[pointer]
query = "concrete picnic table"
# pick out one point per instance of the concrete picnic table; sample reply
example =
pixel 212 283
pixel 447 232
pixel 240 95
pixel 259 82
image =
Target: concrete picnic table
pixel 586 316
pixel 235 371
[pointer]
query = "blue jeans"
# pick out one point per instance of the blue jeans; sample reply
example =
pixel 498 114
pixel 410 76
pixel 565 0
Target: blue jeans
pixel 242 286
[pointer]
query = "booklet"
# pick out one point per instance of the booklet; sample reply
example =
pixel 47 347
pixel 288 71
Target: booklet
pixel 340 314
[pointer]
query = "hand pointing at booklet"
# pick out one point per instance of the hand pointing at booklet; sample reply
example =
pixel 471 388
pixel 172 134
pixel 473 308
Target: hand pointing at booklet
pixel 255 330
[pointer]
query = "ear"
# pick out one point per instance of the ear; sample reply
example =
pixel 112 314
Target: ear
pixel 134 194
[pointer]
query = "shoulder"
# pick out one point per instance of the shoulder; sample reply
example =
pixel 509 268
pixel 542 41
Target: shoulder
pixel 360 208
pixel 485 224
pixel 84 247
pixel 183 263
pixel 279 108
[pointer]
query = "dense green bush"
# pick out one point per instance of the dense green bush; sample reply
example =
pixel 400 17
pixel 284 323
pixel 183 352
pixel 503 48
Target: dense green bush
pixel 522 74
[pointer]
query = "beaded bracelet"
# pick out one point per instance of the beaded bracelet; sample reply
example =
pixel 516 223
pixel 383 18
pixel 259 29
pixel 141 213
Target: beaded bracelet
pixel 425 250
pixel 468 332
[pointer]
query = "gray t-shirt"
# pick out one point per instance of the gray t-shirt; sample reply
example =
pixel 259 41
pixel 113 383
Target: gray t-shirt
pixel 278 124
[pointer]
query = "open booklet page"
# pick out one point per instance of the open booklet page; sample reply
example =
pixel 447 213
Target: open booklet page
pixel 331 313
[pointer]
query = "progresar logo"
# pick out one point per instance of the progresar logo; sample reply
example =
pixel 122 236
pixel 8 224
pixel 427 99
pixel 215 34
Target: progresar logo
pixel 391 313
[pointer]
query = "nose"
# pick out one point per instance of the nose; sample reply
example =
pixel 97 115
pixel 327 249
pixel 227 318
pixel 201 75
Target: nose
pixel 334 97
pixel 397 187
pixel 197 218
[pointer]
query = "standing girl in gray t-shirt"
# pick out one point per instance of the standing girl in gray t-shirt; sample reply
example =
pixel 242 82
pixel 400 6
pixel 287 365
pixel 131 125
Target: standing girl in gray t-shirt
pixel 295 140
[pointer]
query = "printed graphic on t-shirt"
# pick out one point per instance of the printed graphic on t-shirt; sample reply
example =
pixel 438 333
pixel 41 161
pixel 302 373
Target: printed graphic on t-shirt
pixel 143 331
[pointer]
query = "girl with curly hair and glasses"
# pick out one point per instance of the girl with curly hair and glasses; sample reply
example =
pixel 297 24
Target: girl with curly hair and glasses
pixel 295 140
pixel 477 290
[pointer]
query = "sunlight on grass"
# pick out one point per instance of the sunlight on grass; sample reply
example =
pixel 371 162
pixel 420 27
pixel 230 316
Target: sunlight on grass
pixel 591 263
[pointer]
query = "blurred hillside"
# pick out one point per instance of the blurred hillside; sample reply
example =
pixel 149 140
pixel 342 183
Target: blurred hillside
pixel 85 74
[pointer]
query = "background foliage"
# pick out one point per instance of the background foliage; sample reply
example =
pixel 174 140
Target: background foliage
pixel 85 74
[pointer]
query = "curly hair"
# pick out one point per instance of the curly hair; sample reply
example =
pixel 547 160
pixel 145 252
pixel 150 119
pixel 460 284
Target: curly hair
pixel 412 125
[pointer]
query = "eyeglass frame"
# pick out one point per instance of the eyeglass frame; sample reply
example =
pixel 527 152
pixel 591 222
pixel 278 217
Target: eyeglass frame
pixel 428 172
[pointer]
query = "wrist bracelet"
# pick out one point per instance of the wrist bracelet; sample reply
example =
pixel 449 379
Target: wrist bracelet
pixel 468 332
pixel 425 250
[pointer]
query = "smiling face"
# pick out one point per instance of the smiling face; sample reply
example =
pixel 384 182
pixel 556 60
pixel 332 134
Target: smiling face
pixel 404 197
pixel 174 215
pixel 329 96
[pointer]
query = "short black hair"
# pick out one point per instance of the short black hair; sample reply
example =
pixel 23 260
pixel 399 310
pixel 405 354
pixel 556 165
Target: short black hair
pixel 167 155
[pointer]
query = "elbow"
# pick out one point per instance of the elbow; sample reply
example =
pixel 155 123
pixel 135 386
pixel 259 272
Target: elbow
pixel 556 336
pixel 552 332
::::
■ Work item
Print the line containing "pixel 41 161", then every line after it through the last line of the records, each exactly as written; nothing else belongs in the answer.

■ Reply
pixel 41 161
pixel 302 373
Target: printed graphic on t-shirt
pixel 143 331
[pointer]
query = "girl with curly hair and glasses"
# pick out one point per instance of the girl with curly hair and glasses; sample reply
example =
pixel 297 24
Target: girl with curly hair and glasses
pixel 295 140
pixel 477 290
[pointer]
query = "sunlight on grass"
# pick out one point per instance of the sunlight on grass; sample reply
example =
pixel 371 162
pixel 420 27
pixel 230 316
Target: sunlight on grass
pixel 591 263
[pointer]
query = "blurred hillside"
# pick out one point per instance of the blurred hillside; sample reply
example =
pixel 149 140
pixel 342 183
Target: blurred hillside
pixel 85 74
[pointer]
query = "background foliage"
# pick out one point per instance of the background foliage; sample reply
example =
pixel 174 140
Target: background foliage
pixel 85 74
[pointer]
query = "curly hair"
# pick out one point per instance of the curly hair; sample reply
example =
pixel 547 160
pixel 145 252
pixel 150 119
pixel 460 284
Target: curly hair
pixel 412 125
[pointer]
query = "eyeglass frame"
# pick out one point per instance of the eyeglass frame; sample reply
example =
pixel 527 152
pixel 591 222
pixel 278 217
Target: eyeglass frame
pixel 428 172
[pointer]
query = "wrist bracelet"
# pick out one point per instance of the wrist bracelet; sample reply
example =
pixel 449 379
Target: wrist bracelet
pixel 468 332
pixel 425 250
[pointer]
query = "smiling face"
# pick out one point per instance of the smiling face; sample reply
example =
pixel 384 182
pixel 556 60
pixel 332 134
Target: smiling face
pixel 404 197
pixel 174 215
pixel 329 96
[pointer]
query = "short black hair"
# pick out one point per instance of the short black hair; sample reply
example =
pixel 23 260
pixel 399 310
pixel 405 354
pixel 556 165
Target: short black hair
pixel 167 155
[pointer]
query = "elbow"
# pick out one point per instance of the elbow; sample reply
example =
pixel 155 123
pixel 135 386
pixel 259 272
Target: elbow
pixel 556 336
pixel 552 332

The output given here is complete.